## Tujuan
Ekstrak seluruh baris catatan di bawah, mulai dari baris yang memuat "Your annotation target is stamen." sampai akhir catatan, lalu tuliskan kembali tanpa perubahan apa pun.

╭─ Catatan yang Diberikan

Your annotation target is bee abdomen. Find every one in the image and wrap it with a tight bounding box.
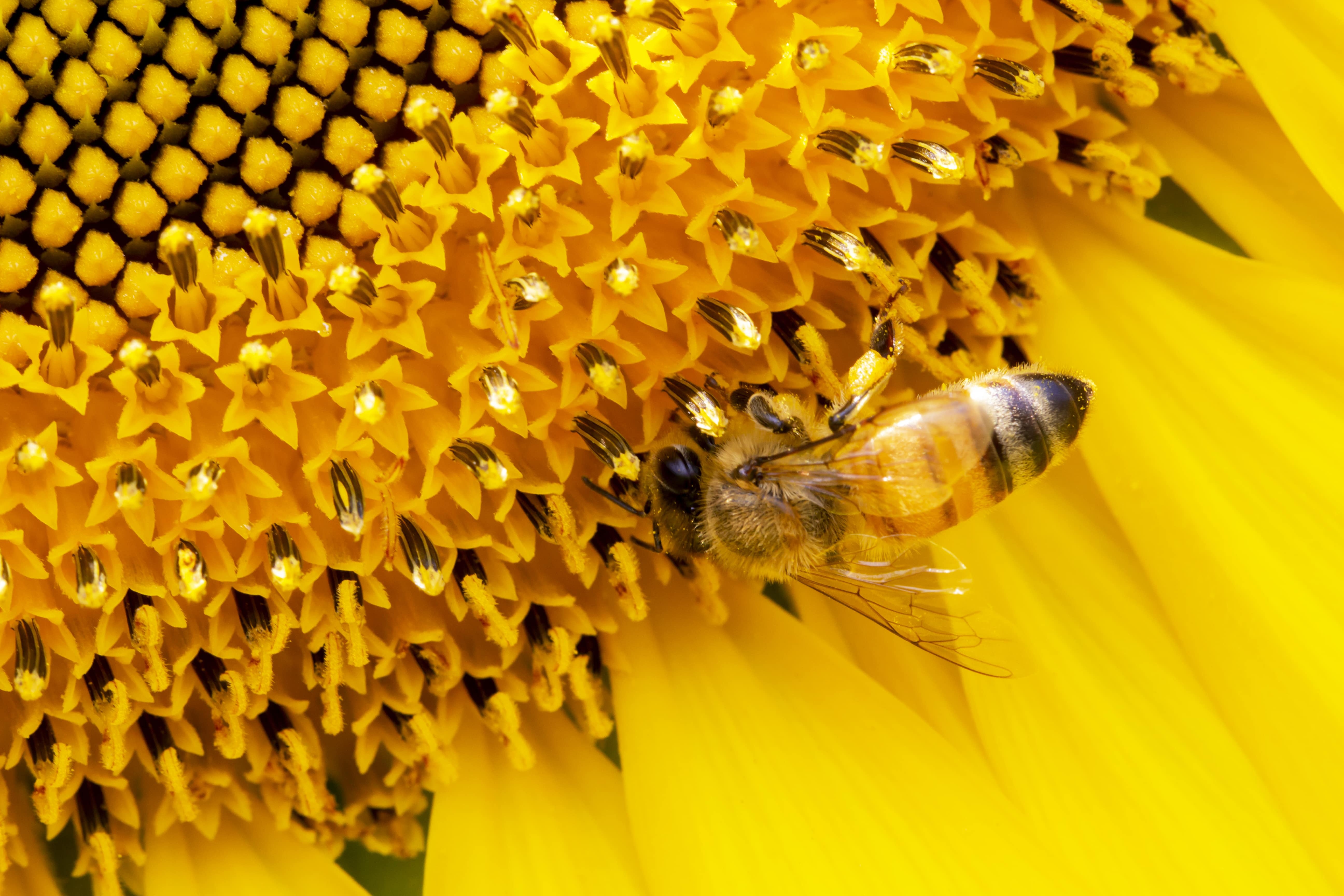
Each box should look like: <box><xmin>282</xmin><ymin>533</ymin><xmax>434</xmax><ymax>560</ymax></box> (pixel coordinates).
<box><xmin>968</xmin><ymin>371</ymin><xmax>1093</xmax><ymax>493</ymax></box>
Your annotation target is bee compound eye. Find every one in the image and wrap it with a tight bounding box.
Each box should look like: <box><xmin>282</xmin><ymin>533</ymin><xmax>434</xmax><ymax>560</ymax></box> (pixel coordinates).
<box><xmin>653</xmin><ymin>445</ymin><xmax>700</xmax><ymax>494</ymax></box>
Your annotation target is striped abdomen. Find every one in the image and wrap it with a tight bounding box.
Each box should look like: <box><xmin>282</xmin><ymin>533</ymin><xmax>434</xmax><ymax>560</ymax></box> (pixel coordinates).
<box><xmin>835</xmin><ymin>369</ymin><xmax>1093</xmax><ymax>540</ymax></box>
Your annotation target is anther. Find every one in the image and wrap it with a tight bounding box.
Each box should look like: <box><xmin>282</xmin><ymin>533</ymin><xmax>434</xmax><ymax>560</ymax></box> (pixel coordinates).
<box><xmin>974</xmin><ymin>57</ymin><xmax>1046</xmax><ymax>99</ymax></box>
<box><xmin>13</xmin><ymin>439</ymin><xmax>47</xmax><ymax>475</ymax></box>
<box><xmin>355</xmin><ymin>380</ymin><xmax>387</xmax><ymax>426</ymax></box>
<box><xmin>183</xmin><ymin>461</ymin><xmax>225</xmax><ymax>501</ymax></box>
<box><xmin>477</xmin><ymin>364</ymin><xmax>523</xmax><ymax>414</ymax></box>
<box><xmin>574</xmin><ymin>342</ymin><xmax>621</xmax><ymax>392</ymax></box>
<box><xmin>75</xmin><ymin>544</ymin><xmax>108</xmax><ymax>610</ymax></box>
<box><xmin>602</xmin><ymin>258</ymin><xmax>640</xmax><ymax>296</ymax></box>
<box><xmin>447</xmin><ymin>439</ymin><xmax>508</xmax><ymax>489</ymax></box>
<box><xmin>793</xmin><ymin>38</ymin><xmax>831</xmax><ymax>71</ymax></box>
<box><xmin>485</xmin><ymin>87</ymin><xmax>536</xmax><ymax>137</ymax></box>
<box><xmin>159</xmin><ymin>224</ymin><xmax>198</xmax><ymax>291</ymax></box>
<box><xmin>663</xmin><ymin>376</ymin><xmax>729</xmax><ymax>439</ymax></box>
<box><xmin>625</xmin><ymin>0</ymin><xmax>685</xmax><ymax>31</ymax></box>
<box><xmin>13</xmin><ymin>619</ymin><xmax>47</xmax><ymax>700</ymax></box>
<box><xmin>327</xmin><ymin>265</ymin><xmax>378</xmax><ymax>308</ymax></box>
<box><xmin>349</xmin><ymin>164</ymin><xmax>406</xmax><ymax>223</ymax></box>
<box><xmin>976</xmin><ymin>134</ymin><xmax>1023</xmax><ymax>168</ymax></box>
<box><xmin>880</xmin><ymin>42</ymin><xmax>964</xmax><ymax>78</ymax></box>
<box><xmin>238</xmin><ymin>340</ymin><xmax>276</xmax><ymax>386</ymax></box>
<box><xmin>574</xmin><ymin>414</ymin><xmax>640</xmax><ymax>482</ymax></box>
<box><xmin>590</xmin><ymin>523</ymin><xmax>649</xmax><ymax>622</ymax></box>
<box><xmin>331</xmin><ymin>459</ymin><xmax>364</xmax><ymax>539</ymax></box>
<box><xmin>695</xmin><ymin>296</ymin><xmax>761</xmax><ymax>352</ymax></box>
<box><xmin>117</xmin><ymin>339</ymin><xmax>163</xmax><ymax>386</ymax></box>
<box><xmin>481</xmin><ymin>0</ymin><xmax>538</xmax><ymax>52</ymax></box>
<box><xmin>887</xmin><ymin>140</ymin><xmax>966</xmax><ymax>180</ymax></box>
<box><xmin>1055</xmin><ymin>130</ymin><xmax>1130</xmax><ymax>172</ymax></box>
<box><xmin>714</xmin><ymin>207</ymin><xmax>761</xmax><ymax>255</ymax></box>
<box><xmin>406</xmin><ymin>97</ymin><xmax>454</xmax><ymax>158</ymax></box>
<box><xmin>504</xmin><ymin>187</ymin><xmax>542</xmax><ymax>227</ymax></box>
<box><xmin>266</xmin><ymin>523</ymin><xmax>304</xmax><ymax>594</ymax></box>
<box><xmin>593</xmin><ymin>16</ymin><xmax>632</xmax><ymax>81</ymax></box>
<box><xmin>38</xmin><ymin>279</ymin><xmax>75</xmax><ymax>349</ymax></box>
<box><xmin>816</xmin><ymin>128</ymin><xmax>886</xmax><ymax>169</ymax></box>
<box><xmin>121</xmin><ymin>588</ymin><xmax>169</xmax><ymax>693</ymax></box>
<box><xmin>504</xmin><ymin>274</ymin><xmax>555</xmax><ymax>312</ymax></box>
<box><xmin>704</xmin><ymin>87</ymin><xmax>742</xmax><ymax>128</ymax></box>
<box><xmin>453</xmin><ymin>548</ymin><xmax>517</xmax><ymax>647</ymax></box>
<box><xmin>176</xmin><ymin>539</ymin><xmax>210</xmax><ymax>603</ymax></box>
<box><xmin>243</xmin><ymin>208</ymin><xmax>285</xmax><ymax>282</ymax></box>
<box><xmin>111</xmin><ymin>461</ymin><xmax>149</xmax><ymax>510</ymax></box>
<box><xmin>396</xmin><ymin>516</ymin><xmax>444</xmax><ymax>597</ymax></box>
<box><xmin>615</xmin><ymin>130</ymin><xmax>653</xmax><ymax>180</ymax></box>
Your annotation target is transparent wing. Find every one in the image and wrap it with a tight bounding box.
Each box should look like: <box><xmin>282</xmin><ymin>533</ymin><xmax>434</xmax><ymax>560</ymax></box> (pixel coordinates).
<box><xmin>759</xmin><ymin>392</ymin><xmax>993</xmax><ymax>519</ymax></box>
<box><xmin>794</xmin><ymin>545</ymin><xmax>1024</xmax><ymax>678</ymax></box>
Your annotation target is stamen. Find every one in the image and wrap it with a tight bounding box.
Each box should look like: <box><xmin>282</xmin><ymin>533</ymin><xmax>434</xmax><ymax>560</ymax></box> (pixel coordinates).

╰─

## Jawaban Tugas
Your annotation target is stamen. Find every one in the image and wrap it with a tight bounding box.
Each box should look like: <box><xmin>282</xmin><ymin>533</ymin><xmax>434</xmax><ymax>560</ymax></box> (pixel coordinates).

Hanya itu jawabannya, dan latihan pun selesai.